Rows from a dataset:
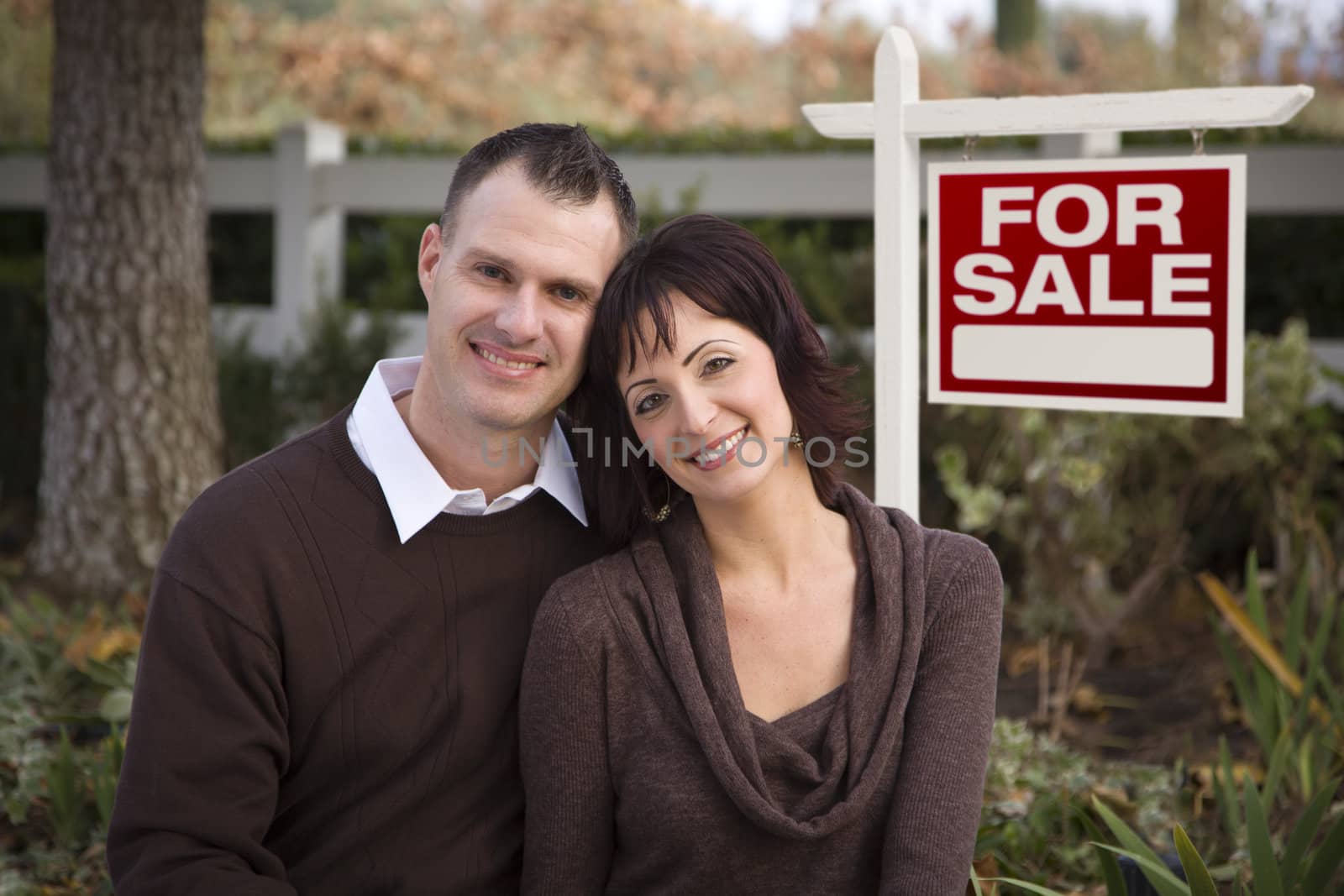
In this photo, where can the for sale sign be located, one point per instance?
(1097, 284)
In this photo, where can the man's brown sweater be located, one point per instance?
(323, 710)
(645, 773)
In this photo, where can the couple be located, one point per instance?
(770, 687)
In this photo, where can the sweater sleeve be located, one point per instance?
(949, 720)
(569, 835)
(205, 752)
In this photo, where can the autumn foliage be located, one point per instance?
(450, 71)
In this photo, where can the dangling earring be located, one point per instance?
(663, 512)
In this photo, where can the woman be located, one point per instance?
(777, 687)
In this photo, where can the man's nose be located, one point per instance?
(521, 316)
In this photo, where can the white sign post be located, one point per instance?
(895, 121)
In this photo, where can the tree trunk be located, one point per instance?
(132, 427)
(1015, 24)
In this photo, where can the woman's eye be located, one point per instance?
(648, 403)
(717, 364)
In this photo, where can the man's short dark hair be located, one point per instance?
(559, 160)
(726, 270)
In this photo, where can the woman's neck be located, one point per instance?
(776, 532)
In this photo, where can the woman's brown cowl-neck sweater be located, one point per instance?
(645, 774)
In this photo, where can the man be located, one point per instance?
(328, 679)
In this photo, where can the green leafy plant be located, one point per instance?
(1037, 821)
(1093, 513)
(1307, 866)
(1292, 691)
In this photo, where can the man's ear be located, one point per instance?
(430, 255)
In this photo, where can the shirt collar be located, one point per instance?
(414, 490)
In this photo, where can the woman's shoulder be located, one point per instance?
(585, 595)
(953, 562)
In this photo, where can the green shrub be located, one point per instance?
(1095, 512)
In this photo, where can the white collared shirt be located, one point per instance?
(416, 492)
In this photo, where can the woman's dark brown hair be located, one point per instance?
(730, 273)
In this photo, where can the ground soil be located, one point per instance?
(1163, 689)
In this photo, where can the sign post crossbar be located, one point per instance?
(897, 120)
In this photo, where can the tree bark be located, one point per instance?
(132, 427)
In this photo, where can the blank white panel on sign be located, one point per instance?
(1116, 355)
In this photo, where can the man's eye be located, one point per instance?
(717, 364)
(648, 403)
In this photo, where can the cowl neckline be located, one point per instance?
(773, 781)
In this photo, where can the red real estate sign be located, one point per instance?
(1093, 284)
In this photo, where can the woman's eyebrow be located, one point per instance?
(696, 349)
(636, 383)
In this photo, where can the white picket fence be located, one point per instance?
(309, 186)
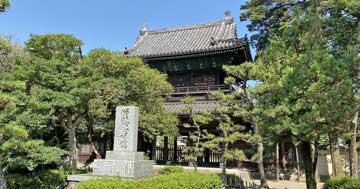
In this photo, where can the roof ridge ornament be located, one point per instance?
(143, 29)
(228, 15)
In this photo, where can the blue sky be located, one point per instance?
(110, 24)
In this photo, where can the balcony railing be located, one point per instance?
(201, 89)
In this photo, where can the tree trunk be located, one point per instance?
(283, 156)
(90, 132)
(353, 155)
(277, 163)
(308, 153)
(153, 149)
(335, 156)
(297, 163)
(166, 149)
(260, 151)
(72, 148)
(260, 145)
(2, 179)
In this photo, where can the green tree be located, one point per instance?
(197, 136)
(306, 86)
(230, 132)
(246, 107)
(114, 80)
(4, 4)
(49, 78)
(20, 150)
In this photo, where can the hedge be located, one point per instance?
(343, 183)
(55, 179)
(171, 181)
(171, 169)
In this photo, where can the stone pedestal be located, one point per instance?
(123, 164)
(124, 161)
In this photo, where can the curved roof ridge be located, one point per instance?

What this task involves
Your task is to copy the entries in full and exactly, without any images.

Correct answer
In this photo, where can the for sale sign be located, one point per instance?
(1097, 284)
In this photo, where can the man's brown sweater be located, one point per instance?
(323, 710)
(645, 773)
In this photo, where can the couple be located, one point per instance?
(770, 687)
In this photo, where can the sweater sleeve be located, one point per instance?
(949, 720)
(569, 835)
(205, 752)
In this photo, where can the autumn foliage be located, one point per instance?
(450, 71)
In this photo, where can the dangling earring be located, one point per instance?
(663, 512)
In this photo, where can the woman be located, one point per instance?
(777, 687)
In this photo, where can the man's nose be located, one point per instance?
(521, 316)
In this photo, where can the white sign post be located, one point per instance?
(895, 121)
In this photo, where can the tree trunk be located, one point per instance?
(132, 427)
(1015, 24)
In this photo, where can the woman's eye be located, one point per instance?
(648, 403)
(717, 364)
In this photo, where can the man's short dark hair be located, one point per instance?
(559, 160)
(726, 270)
In this photo, where can the woman's neck be located, one point per instance?
(776, 532)
In this photo, where can the woman's brown cowl-neck sweater be located, one point per instance?
(645, 774)
In this photo, where can the man be located, one point per instance?
(328, 679)
In this photo, where can the green leafy plant be located, one point per instance?
(1037, 821)
(1093, 513)
(1307, 866)
(1292, 691)
In this photo, where can the man's ear be located, one point per instance?
(430, 255)
In this photo, where can the shirt collar be located, one point per instance?
(414, 490)
In this photo, where can the woman's shoulder be located, one point per instance?
(585, 595)
(953, 562)
In this photo, where can the green shrub be located, one point per instance?
(1095, 512)
In this photo, where can the white collared shirt be located, one point per instance?
(416, 492)
In this photo, where can the woman's dark brown hair be located, one point per instance?
(730, 273)
In this photo, where can the ground soil be located, one point per instance?
(1163, 689)
In this photo, where can the sign post crossbar be located, one point per instance?
(897, 120)
In this photo, where can the tree bark be located, one point per instance?
(132, 427)
In this photo, where can the blank white panel on sign be located, one point per instance?
(1116, 355)
In this photo, where can the man's eye be located, one point per instance?
(717, 364)
(648, 403)
In this photo, where can the cowl neckline be located, one point per instance?
(773, 781)
In this photo, where can the red real estate sign be located, one point per instance?
(1093, 284)
In this photo, where can the woman's eyebrow be located, one point per instance?
(696, 349)
(636, 383)
In this photo, where can the white picket fence be located, one point per instance?
(309, 186)
In this photo, where can the roof ridge ornament be located, one point per instance?
(143, 29)
(228, 15)
In this photo, where can the blue sky be located, one point per instance?
(110, 24)
In this photo, where can the balcony railing be located, one point per instance?
(201, 89)
In this photo, where can the tree trunk be located, one point per instance?
(283, 156)
(90, 132)
(353, 155)
(277, 163)
(308, 153)
(153, 149)
(335, 156)
(297, 163)
(166, 149)
(260, 151)
(72, 148)
(260, 145)
(2, 179)
In this photo, where can the green tree be located, one point per instance?
(197, 136)
(306, 86)
(230, 132)
(246, 107)
(114, 80)
(4, 4)
(49, 78)
(20, 150)
In this photo, where can the hedge be located, one point per instance?
(343, 183)
(55, 179)
(171, 181)
(171, 169)
In this photo, where can the stone pedestal be located, one point per instance?
(123, 164)
(124, 161)
In this photo, where can the curved roof ridge be located, one point per instance?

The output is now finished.